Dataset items
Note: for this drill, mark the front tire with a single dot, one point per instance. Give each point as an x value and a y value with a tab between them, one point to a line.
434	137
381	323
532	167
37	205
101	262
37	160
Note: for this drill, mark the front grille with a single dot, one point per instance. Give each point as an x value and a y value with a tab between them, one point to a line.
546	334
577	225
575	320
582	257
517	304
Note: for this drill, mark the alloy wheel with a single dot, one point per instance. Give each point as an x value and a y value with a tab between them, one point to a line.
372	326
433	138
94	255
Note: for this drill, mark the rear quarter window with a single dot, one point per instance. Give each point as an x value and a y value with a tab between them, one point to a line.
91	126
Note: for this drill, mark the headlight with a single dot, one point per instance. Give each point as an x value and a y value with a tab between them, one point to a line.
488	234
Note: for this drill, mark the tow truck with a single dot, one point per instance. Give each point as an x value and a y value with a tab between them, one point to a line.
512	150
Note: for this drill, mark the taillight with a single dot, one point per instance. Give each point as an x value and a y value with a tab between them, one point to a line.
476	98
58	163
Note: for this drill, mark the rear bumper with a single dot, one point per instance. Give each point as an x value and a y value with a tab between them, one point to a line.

▶ [To do] Take the line that contains "Note: for this drill, mark the alloy" and each line after it down to the last of the records, and retype them exactly; add nothing else.

▶ [Response area]
Note: for this drill, mark the alloy wheel with a single dot, one point per instance. Give each point as an x value and a y value with a tab between them, one point to a line.
372	326
433	138
94	255
Note: for this drill, mark the rear quarter window with a single dot, one point per instance. Give each point as an x value and a y value with a tab between them, one point to a line.
91	126
Note: for this drill, mark the headlight with a single dot, one point per instance. Give each point as an x value and a y value with a tab between them, one point to a line.
488	234
Note: for this drill, mark the tow truck with a single dot, one point per instance. Give each point as an x value and a y value with a tab between them, one point to a line.
512	150
Note: for this drill, mark the taillight with a single dot, one point per instance. Give each point as an x value and a y value with a tab between them, one point to a line.
476	98
58	163
Note: for this drill, mark the rear bumper with a single dot, one point per instance. Give each point as an x value and a y value with a tab between them, one point to a line.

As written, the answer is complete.